![]() |
tekst: Cees Tempel
Rozenhoeddansen en -liederen werden in de Zuidelijke Nederlanden uitgevoerd op 29 juni, de feestdag van de heilige Petrus en Paulus. In Oost-Vlaanderen vereert men dan voornamelijk Sint-Pieter. Tijdens deze Sint-Pieterfeesten werden rozenhoeden gemaakt, waaronder werd gedanst. Frans Geens verzorgde voor het Instituut voor Vlaamse Volkskunst een studie over deze rozenhoeddansen, een eerste van een serie uitgaves onder de noemer Danstradities uit de lage landen.
De publicatie Rozenhoeddansen van Frans Geens bevat zeer uitgebreide
achtergrondinformatie over de Sint-Pietersviering op 29 juni, het Sint-Pietersvuur,
de rozenhoedtraditie, de bijbehorende liederen en dansen en verwante tradities
in de buurlanden Duitsland, Frans-Vlaanderen en Nederland. Zo valt te lezen
dat men in Oost-Vlaanderen ter ere van de Sint-Pieter-feesten op 29 juni rozenhoeden
maakt, die bestaan uit twee in elkaar gestoken hoepels, versierd met slingers
van groen en bloemen, gekleurd papier, wimpels, sterretjes en allerlei andere
snuisterijen. De rozenhoed, met een doorsnede van ongeveer een halve meter,
werd aan strak gespannen touwen boven de straat opgehangen. Men koos een rozenkoningin,
er werden rozenhoedspelen uitgevoerd en Sint-Pietersvuren ontstoken.

Opdracht 1 | Neem uit de tekst over de rozenhoeddansen letterlijk het gedeelte over tussen "De publicatie Rozenhoeddansen" en "en Sint-Pietersvuren ontstoken.", beide inbegrepen.
Opdracht 2 | Werk alle records hieronder bij door overal "top-left corner" te vervangen door "upper-left corner". Laat al het overige ongewijzigd.

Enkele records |
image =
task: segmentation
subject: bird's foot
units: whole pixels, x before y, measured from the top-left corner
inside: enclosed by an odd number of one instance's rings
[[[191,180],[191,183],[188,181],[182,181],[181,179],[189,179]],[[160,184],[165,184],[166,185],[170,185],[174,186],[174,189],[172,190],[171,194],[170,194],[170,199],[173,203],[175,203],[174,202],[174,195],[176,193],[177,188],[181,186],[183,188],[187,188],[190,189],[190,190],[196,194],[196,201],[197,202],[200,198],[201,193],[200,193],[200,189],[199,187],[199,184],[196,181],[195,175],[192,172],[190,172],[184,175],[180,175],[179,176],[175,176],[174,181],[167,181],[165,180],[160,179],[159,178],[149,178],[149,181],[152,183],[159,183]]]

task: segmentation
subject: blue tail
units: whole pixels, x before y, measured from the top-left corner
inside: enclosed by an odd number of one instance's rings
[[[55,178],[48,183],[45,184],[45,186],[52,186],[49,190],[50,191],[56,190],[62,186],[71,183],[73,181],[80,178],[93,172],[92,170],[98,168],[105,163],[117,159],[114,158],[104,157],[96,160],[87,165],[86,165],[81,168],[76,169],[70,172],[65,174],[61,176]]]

Volledig antwoord 1 |
De publicatie Rozenhoeddansen van Frans Geens bevat zeer uitgebreide
achtergrondinformatie over de Sint-Pietersviering op 29 juni, het Sint-Pietersvuur,
de rozenhoedtraditie, de bijbehorende liederen en dansen en verwante tradities
in de buurlanden Duitsland, Frans-Vlaanderen en Nederland. Zo valt te lezen
dat men in Oost-Vlaanderen ter ere van de Sint-Pieter-feesten op 29 juni rozenhoeden
maakt, die bestaan uit twee in elkaar gestoken hoepels, versierd met slingers
van groen en bloemen, gekleurd papier, wimpels, sterretjes en allerlei andere
snuisterijen. De rozenhoed, met een doorsnede van ongeveer een halve meter,
werd aan strak gespannen touwen boven de straat opgehangen. Men koos een rozenkoningin,
er werden rozenhoedspelen uitgevoerd en Sint-Pietersvuren ontstoken.

Volledig antwoord 2 |
image =
task: segmentation
subject: bird's foot
units: whole pixels, x before y, measured from the upper-left corner
inside: enclosed by an odd number of one instance's rings
[[[191,180],[191,183],[188,181],[182,181],[181,179],[189,179]],[[160,184],[165,184],[166,185],[170,185],[174,186],[174,189],[172,190],[171,194],[170,194],[170,199],[173,203],[175,203],[174,202],[174,195],[176,193],[177,188],[181,186],[183,188],[187,188],[190,189],[190,190],[196,194],[196,201],[197,202],[200,198],[201,193],[200,193],[200,189],[199,187],[199,184],[196,181],[195,175],[192,172],[190,172],[184,175],[180,175],[179,176],[175,176],[174,181],[167,181],[165,180],[160,179],[159,178],[149,178],[149,181],[152,183],[159,183]]]

task: segmentation
subject: blue tail
units: whole pixels, x before y, measured from the upper-left corner
inside: enclosed by an odd number of one instance's rings
[[[55,178],[48,183],[45,184],[45,186],[52,186],[49,190],[50,191],[56,190],[62,186],[71,183],[73,181],[80,178],[93,172],[92,170],[98,168],[105,163],[117,159],[114,158],[104,157],[96,160],[87,165],[86,165],[81,168],[76,169],[70,172],[65,174],[61,176]]]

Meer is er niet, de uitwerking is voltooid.